Input material START
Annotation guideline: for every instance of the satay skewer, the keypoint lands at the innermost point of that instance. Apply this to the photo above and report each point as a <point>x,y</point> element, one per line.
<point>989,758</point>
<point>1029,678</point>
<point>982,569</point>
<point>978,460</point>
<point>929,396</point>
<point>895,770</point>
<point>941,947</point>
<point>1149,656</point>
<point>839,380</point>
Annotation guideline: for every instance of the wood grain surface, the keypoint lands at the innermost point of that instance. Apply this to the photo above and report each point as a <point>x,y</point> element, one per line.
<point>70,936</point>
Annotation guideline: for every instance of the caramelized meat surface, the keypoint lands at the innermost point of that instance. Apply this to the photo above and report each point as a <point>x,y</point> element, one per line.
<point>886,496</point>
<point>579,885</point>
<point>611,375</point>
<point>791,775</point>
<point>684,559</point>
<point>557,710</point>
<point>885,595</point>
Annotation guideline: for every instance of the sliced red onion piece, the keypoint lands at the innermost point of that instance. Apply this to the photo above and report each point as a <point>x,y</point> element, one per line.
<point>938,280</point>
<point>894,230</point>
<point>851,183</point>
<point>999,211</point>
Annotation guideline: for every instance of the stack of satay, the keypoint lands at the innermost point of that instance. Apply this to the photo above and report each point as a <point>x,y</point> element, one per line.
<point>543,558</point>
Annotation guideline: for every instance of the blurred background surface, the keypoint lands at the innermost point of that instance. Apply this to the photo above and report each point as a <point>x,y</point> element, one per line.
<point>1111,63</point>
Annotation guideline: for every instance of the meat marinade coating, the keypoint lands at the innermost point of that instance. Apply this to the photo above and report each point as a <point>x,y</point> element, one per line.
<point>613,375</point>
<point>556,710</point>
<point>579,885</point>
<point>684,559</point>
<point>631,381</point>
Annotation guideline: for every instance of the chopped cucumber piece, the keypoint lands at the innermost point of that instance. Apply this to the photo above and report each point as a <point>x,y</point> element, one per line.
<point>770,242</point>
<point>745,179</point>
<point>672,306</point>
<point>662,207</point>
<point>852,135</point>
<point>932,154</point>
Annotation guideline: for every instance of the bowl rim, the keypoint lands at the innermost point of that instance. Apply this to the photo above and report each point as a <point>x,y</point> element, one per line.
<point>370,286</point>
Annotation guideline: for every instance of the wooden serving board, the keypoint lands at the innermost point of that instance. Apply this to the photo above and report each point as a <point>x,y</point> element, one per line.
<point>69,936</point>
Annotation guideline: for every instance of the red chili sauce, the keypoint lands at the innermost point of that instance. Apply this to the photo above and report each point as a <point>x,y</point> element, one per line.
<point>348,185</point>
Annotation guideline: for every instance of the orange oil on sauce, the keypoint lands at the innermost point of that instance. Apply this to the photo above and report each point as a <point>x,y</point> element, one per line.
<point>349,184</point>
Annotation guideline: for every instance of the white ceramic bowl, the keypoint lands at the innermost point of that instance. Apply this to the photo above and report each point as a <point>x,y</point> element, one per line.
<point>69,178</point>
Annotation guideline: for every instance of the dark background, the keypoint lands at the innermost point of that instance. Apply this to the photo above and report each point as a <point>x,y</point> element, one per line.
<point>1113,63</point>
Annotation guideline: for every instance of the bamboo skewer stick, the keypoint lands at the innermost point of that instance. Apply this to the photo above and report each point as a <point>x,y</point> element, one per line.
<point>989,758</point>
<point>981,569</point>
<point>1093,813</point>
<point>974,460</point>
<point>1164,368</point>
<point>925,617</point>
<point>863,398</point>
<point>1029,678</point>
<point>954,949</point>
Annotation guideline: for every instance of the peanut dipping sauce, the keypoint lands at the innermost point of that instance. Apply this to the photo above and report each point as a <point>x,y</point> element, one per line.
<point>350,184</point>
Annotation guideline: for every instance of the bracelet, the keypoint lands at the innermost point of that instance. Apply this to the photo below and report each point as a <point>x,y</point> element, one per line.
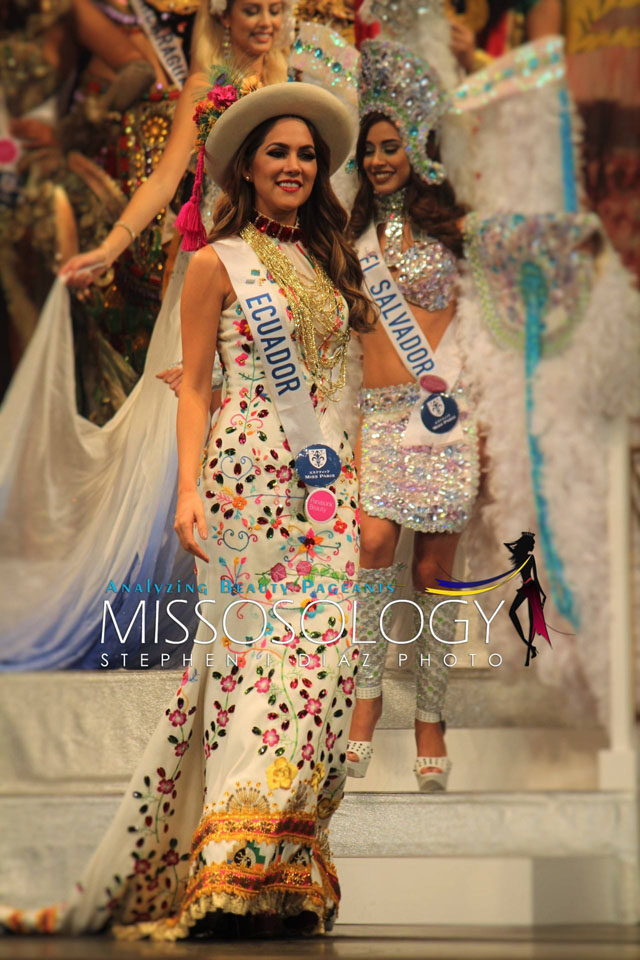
<point>130,230</point>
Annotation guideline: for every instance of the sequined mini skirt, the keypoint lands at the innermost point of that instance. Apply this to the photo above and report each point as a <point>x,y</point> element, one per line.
<point>427,488</point>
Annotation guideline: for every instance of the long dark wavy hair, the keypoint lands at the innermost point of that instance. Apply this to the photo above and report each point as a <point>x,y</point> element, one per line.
<point>322,219</point>
<point>433,208</point>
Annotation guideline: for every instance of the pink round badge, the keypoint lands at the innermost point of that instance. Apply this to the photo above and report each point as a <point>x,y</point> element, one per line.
<point>9,151</point>
<point>321,505</point>
<point>433,384</point>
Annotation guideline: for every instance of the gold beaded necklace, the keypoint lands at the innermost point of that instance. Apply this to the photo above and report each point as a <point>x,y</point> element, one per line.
<point>315,308</point>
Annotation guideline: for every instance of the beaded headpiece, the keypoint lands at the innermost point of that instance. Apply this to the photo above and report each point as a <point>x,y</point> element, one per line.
<point>397,83</point>
<point>227,87</point>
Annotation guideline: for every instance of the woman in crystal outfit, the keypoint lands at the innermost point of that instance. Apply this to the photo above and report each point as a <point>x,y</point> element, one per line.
<point>226,814</point>
<point>424,482</point>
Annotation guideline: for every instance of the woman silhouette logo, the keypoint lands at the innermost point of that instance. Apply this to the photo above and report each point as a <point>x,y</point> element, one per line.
<point>522,556</point>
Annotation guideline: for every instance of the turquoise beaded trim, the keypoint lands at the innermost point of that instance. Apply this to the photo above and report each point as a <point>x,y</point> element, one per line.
<point>526,68</point>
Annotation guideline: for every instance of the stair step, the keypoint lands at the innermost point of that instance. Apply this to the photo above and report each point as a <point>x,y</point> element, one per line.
<point>521,845</point>
<point>517,759</point>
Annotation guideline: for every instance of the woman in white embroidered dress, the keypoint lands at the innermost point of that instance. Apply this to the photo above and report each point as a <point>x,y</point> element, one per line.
<point>226,814</point>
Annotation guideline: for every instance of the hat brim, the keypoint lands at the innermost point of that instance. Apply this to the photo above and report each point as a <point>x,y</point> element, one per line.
<point>330,118</point>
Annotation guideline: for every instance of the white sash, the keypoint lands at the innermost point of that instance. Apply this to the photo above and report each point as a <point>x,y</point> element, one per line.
<point>167,47</point>
<point>266,312</point>
<point>409,340</point>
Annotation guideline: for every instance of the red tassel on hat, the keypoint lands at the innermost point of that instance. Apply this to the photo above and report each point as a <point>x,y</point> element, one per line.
<point>189,222</point>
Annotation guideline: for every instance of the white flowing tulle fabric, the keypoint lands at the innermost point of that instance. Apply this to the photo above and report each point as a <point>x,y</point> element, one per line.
<point>82,505</point>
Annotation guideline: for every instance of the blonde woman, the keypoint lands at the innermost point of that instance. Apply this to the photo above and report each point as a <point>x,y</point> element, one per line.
<point>252,33</point>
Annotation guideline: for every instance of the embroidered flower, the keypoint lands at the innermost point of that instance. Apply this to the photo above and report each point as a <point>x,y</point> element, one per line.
<point>327,807</point>
<point>318,776</point>
<point>244,330</point>
<point>278,572</point>
<point>281,774</point>
<point>310,542</point>
<point>177,718</point>
<point>222,96</point>
<point>271,737</point>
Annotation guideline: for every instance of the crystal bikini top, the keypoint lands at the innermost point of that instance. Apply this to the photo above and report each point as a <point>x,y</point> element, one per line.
<point>427,271</point>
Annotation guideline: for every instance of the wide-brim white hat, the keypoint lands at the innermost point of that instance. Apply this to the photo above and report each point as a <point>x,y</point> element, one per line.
<point>330,118</point>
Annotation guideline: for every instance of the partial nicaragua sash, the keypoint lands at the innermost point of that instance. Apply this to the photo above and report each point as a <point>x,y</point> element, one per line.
<point>166,45</point>
<point>265,309</point>
<point>435,418</point>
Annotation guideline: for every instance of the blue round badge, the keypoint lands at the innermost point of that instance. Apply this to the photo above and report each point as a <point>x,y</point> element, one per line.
<point>439,413</point>
<point>318,465</point>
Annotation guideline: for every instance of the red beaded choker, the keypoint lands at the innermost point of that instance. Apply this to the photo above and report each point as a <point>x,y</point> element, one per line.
<point>279,231</point>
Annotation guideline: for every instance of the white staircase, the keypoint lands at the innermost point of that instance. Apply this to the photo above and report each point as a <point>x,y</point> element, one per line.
<point>523,836</point>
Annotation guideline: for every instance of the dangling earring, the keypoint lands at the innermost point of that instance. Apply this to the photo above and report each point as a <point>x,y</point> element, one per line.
<point>226,43</point>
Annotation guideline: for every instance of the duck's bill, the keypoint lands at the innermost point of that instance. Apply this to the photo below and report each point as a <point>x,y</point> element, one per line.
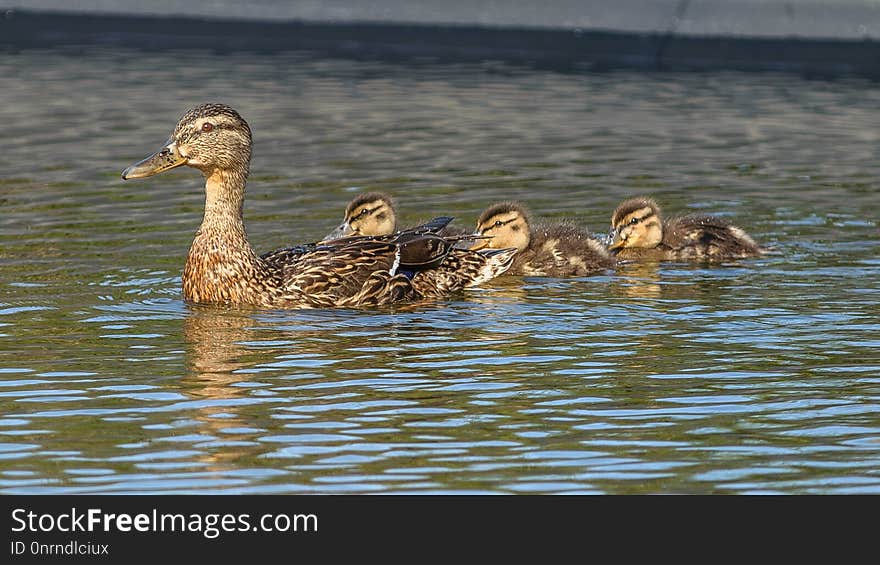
<point>342,230</point>
<point>163,160</point>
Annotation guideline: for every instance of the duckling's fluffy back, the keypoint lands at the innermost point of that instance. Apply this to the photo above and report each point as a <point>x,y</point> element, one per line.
<point>704,237</point>
<point>559,250</point>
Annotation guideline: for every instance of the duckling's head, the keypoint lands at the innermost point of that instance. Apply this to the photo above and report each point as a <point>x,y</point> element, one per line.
<point>636,223</point>
<point>209,137</point>
<point>508,224</point>
<point>371,213</point>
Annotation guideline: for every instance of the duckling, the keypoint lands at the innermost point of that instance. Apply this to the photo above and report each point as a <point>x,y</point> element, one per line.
<point>370,213</point>
<point>549,250</point>
<point>375,213</point>
<point>638,232</point>
<point>222,268</point>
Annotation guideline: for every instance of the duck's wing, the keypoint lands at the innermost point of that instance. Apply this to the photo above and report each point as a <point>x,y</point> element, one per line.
<point>699,236</point>
<point>408,265</point>
<point>462,268</point>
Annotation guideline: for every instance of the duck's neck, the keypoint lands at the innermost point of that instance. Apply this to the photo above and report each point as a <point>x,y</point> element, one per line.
<point>221,263</point>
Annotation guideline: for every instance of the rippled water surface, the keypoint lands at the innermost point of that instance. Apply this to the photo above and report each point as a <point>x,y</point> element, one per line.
<point>760,376</point>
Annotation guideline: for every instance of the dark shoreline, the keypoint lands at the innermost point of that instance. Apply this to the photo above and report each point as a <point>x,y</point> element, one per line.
<point>562,49</point>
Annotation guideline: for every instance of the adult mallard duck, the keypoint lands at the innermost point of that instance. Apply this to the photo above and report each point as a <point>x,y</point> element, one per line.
<point>638,232</point>
<point>375,213</point>
<point>222,268</point>
<point>553,250</point>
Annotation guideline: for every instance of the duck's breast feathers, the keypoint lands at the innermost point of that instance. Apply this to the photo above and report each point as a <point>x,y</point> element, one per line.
<point>703,236</point>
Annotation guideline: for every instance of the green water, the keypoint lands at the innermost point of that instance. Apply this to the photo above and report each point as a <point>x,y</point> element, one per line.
<point>759,376</point>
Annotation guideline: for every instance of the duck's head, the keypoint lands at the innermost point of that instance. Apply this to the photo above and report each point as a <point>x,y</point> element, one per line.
<point>507,224</point>
<point>209,137</point>
<point>371,213</point>
<point>636,223</point>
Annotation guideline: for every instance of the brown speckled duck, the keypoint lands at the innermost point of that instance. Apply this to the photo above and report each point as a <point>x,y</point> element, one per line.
<point>222,268</point>
<point>552,250</point>
<point>375,213</point>
<point>638,232</point>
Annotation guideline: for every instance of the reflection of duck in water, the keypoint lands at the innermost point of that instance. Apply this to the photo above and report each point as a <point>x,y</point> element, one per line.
<point>214,354</point>
<point>222,268</point>
<point>375,213</point>
<point>549,250</point>
<point>214,350</point>
<point>638,232</point>
<point>638,280</point>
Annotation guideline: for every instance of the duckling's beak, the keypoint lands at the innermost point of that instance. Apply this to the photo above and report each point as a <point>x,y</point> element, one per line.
<point>163,160</point>
<point>614,240</point>
<point>342,230</point>
<point>480,243</point>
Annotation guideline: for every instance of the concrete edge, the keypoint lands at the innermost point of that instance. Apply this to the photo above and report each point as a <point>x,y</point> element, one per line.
<point>547,48</point>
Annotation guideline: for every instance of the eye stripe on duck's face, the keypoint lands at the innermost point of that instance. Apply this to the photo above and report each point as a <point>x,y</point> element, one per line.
<point>366,211</point>
<point>636,217</point>
<point>498,223</point>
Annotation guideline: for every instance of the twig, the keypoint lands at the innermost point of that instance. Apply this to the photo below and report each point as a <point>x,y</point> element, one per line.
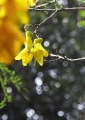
<point>45,4</point>
<point>58,10</point>
<point>58,57</point>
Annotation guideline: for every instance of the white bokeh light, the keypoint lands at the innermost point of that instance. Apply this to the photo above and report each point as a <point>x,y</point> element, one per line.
<point>38,81</point>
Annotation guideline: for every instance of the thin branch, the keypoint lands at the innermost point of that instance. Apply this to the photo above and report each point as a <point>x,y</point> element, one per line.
<point>45,4</point>
<point>58,57</point>
<point>58,10</point>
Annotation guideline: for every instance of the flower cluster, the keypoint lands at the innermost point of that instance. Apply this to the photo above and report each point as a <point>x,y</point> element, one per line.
<point>31,50</point>
<point>11,38</point>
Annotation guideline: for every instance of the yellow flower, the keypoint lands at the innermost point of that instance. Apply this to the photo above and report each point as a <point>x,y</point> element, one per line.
<point>32,50</point>
<point>39,53</point>
<point>11,40</point>
<point>32,2</point>
<point>26,55</point>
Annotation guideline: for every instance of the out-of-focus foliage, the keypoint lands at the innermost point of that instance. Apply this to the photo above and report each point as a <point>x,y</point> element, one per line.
<point>7,76</point>
<point>56,91</point>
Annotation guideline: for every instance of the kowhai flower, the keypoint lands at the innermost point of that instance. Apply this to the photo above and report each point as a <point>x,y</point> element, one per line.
<point>31,50</point>
<point>11,38</point>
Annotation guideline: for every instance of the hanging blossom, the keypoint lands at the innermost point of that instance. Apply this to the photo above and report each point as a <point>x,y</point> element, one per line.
<point>11,38</point>
<point>32,2</point>
<point>35,50</point>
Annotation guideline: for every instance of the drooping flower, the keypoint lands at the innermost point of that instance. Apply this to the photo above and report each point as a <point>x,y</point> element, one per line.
<point>26,55</point>
<point>32,2</point>
<point>35,50</point>
<point>11,38</point>
<point>39,51</point>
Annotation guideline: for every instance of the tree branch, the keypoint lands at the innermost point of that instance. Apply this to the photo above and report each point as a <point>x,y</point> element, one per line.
<point>58,9</point>
<point>58,57</point>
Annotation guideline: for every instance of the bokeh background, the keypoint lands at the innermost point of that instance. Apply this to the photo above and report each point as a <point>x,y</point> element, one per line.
<point>55,91</point>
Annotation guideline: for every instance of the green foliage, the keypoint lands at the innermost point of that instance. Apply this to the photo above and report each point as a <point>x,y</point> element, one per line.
<point>7,76</point>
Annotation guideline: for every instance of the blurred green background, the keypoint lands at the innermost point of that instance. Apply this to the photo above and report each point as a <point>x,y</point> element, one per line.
<point>55,91</point>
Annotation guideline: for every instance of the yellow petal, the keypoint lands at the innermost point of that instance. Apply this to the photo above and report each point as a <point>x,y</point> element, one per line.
<point>28,44</point>
<point>32,2</point>
<point>27,58</point>
<point>2,12</point>
<point>38,40</point>
<point>38,46</point>
<point>39,57</point>
<point>22,53</point>
<point>2,2</point>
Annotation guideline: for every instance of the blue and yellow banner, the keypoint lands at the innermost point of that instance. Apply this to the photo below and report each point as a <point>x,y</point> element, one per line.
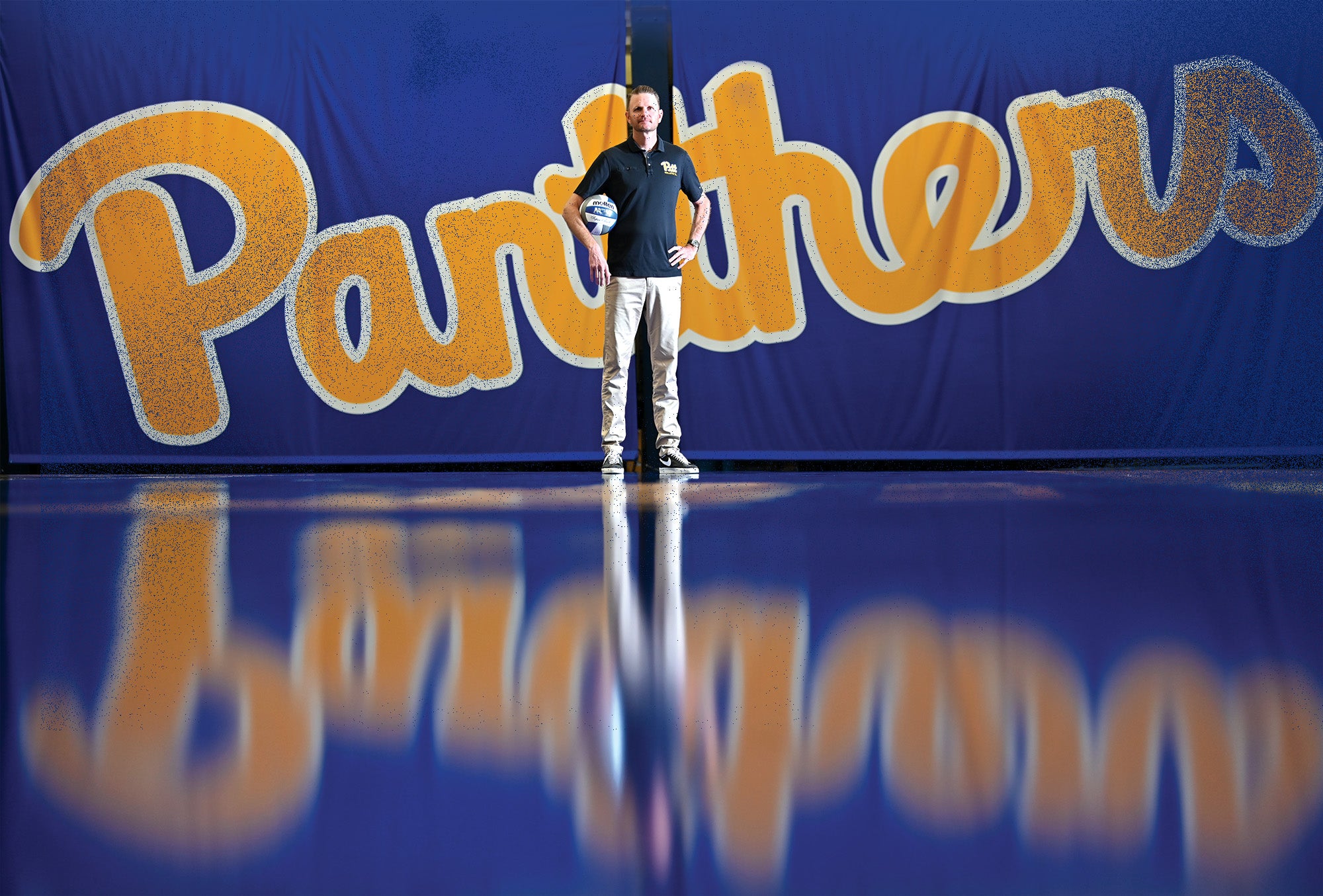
Input material END
The required answer is every line from the one containing "yellow petal, the" through the last line of the entries, restated word for word and with no pictures.

* Exercise response *
Annotation guideline: for every instance of the yellow petal, the keypoint lands at the innermost point of that instance. Apply this to the photo above and report each point as a <point>x,y</point> element, one per line.
<point>28,44</point>
<point>32,2</point>
<point>27,58</point>
<point>2,12</point>
<point>38,40</point>
<point>38,46</point>
<point>39,57</point>
<point>22,53</point>
<point>2,2</point>
Annotation guideline: for every instance of the blue and yellow banner, the keypoint lands at the innermost point of that instance. Apply this to the photo below and report each point as a <point>x,y</point> element, one per line.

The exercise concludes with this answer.